§ What you should do: Could you filter the records below and keep only the lines with the word "stem"?

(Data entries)
++++++++++++++++++++
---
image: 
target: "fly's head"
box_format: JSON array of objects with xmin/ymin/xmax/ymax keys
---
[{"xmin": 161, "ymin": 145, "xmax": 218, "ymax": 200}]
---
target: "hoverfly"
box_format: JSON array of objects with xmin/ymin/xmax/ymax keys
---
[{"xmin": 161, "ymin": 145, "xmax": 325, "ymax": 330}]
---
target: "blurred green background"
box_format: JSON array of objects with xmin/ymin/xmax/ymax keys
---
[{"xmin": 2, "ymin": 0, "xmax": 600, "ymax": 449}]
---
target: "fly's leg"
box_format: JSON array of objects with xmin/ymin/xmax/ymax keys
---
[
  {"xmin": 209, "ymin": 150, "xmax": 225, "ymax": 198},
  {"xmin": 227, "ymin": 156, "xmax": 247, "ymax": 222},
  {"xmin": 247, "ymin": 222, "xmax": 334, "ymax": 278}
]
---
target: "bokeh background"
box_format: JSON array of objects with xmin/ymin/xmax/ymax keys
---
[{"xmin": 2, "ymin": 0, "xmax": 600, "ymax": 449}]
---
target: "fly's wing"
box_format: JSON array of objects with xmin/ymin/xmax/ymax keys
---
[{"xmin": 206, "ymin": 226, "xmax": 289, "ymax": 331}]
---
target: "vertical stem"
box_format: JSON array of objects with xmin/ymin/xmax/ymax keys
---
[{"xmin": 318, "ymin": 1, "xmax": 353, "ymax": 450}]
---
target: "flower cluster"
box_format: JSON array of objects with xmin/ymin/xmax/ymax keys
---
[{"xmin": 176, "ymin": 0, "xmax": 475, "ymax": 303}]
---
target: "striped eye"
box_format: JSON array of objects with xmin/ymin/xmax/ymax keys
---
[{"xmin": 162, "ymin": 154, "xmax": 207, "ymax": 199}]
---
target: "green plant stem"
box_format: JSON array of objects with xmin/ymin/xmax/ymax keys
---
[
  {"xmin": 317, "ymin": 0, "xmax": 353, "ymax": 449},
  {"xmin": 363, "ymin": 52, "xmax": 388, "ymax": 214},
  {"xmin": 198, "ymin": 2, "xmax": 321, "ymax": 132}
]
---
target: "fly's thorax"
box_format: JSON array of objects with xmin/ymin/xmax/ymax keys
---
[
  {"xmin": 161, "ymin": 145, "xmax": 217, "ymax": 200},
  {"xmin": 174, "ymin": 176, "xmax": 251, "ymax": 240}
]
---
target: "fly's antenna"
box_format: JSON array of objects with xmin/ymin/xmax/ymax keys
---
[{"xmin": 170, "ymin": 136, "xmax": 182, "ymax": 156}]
++++++++++++++++++++
§ Answer:
target: "vertical stem"
target: "green plant stem"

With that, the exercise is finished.